● WHAT YOU ARE ASKED TO DO: Print every item below verbatim, omitting the pictures.

● DATASET EXTRACT:

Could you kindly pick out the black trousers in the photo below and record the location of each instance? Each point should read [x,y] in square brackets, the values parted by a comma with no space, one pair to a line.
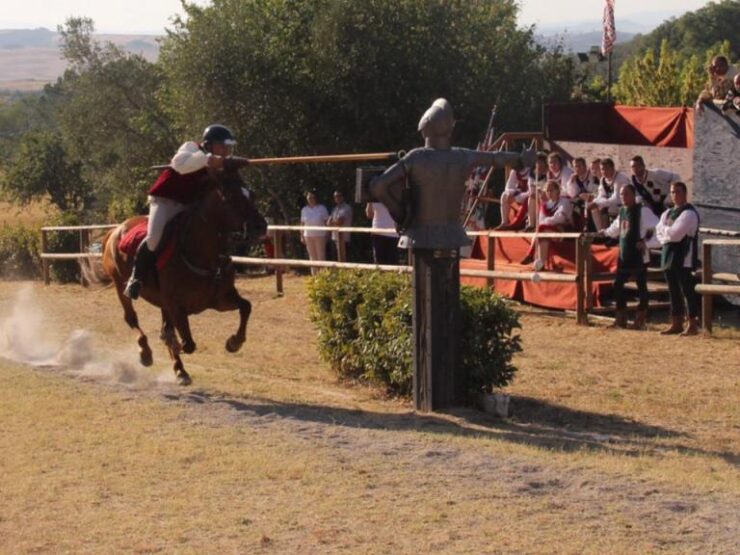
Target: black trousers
[641,280]
[681,289]
[385,250]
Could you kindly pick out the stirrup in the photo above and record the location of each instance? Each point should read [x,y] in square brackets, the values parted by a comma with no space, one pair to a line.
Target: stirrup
[133,288]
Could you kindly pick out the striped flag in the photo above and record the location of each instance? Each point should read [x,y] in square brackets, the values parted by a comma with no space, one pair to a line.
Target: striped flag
[610,32]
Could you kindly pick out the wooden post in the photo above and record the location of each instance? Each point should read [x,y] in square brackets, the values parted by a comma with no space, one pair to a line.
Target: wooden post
[436,317]
[491,261]
[588,271]
[341,248]
[581,317]
[277,238]
[84,246]
[706,278]
[45,261]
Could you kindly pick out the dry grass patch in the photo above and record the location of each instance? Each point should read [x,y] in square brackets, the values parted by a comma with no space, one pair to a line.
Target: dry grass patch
[268,452]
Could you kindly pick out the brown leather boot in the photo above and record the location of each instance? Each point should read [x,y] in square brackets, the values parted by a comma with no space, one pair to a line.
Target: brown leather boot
[640,319]
[620,320]
[692,327]
[676,326]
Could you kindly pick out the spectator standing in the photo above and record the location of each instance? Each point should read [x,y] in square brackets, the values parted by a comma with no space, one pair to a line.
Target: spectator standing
[341,216]
[652,186]
[608,199]
[314,214]
[721,76]
[678,232]
[635,228]
[536,184]
[385,250]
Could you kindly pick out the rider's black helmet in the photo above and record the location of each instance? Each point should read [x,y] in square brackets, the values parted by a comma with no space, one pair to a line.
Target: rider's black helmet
[217,133]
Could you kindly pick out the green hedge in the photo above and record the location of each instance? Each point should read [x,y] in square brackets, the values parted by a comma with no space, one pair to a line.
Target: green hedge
[19,253]
[364,324]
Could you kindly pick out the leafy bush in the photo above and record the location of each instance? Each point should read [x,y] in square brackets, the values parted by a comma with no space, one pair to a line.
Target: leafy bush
[364,324]
[19,253]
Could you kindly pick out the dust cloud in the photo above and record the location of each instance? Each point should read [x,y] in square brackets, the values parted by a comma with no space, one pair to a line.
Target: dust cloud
[25,339]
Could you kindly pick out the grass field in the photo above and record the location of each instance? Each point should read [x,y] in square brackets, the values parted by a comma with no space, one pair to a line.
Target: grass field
[619,442]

● TASK RESULT:
Could you kindly pick out the black trousers in the photo below and record the location of each instance? Each point should read [x,y] in square brackets, the values parted by a comma with no space, one pair to a line.
Target: black trousers
[641,280]
[681,289]
[385,250]
Could you kindly pick out the stirrup in the photo above and record the location of each instance? Each point should read [x,y] in square brackets, the values parted by a comma with no space, one pair to a line.
Target: stirrup
[133,288]
Could you kindly pick out the striped flag in the photo above and record the location of each instance? Each point should read [x,y] in square brackets, the values parted by a comma with no space, one pair to a line.
Target: striped flag
[610,32]
Could you kindly pick out the wooden post in the photo above and record the location of each instance? Each point should read [x,y] in square brackets, the values parted by a comma with no space, one pair to a line.
Target: wooden post
[436,317]
[491,261]
[588,271]
[341,248]
[581,317]
[277,238]
[84,246]
[706,278]
[45,261]
Could you kindly pick out the dry grass patch in the photo above and record the location of each instance? Each point should read [x,y] in square brackets, the values parted by a comma with no space, one pair to a line.
Target: dry grass patch
[268,452]
Could you kindly pick out the brown leather boot in the photo above and record the location of each instance? Each point should read [x,y] in square brackets, the values parted by a comma with no space, one pair to a line.
Target: brown leather boot
[640,319]
[620,320]
[692,327]
[676,326]
Could you kindly pick out the spectator standing in the photo above and record the location of each instance? Each point should read [x,y] in square brackets, the values parted by a comma with no space, one pair to a line.
Target: spectator standing
[341,216]
[652,186]
[608,199]
[314,214]
[721,76]
[678,232]
[635,228]
[536,184]
[385,250]
Could you kindly pick out the rider's black helmet in the photo above and record the location of each instance? Each point should read [x,y] in square brackets, the values parted by a comma with no space, one pair to a line.
Target: rider's black helmet
[217,133]
Could you kindly pick out the green hedge in the photo above and record the location of each instance? Each point should read [x,y] in square brackets, the values parted by a comma with no space, one pair to a line.
Target: green hedge
[19,253]
[364,324]
Could you kindly pick out the leafy bush in the photo above and record the location of each instance? Each point should read [x,y] in square brackets, the values parted by a comma with no space, one pair to a line.
Target: leafy bush
[364,324]
[19,253]
Could you kindly pick out the dust cloud in the photo above and record the location of each instance? Each point should read [x,y] in square brackets, the values parted by a comma with no space, one pair to a line.
Target: dust cloud
[25,339]
Could you kindly pick out the grass field in the photo above and record the location of each instance? Each point should read [x,y] in square brackets, the values parted by a comma with no space, one pair to a line.
Target: grass field
[619,442]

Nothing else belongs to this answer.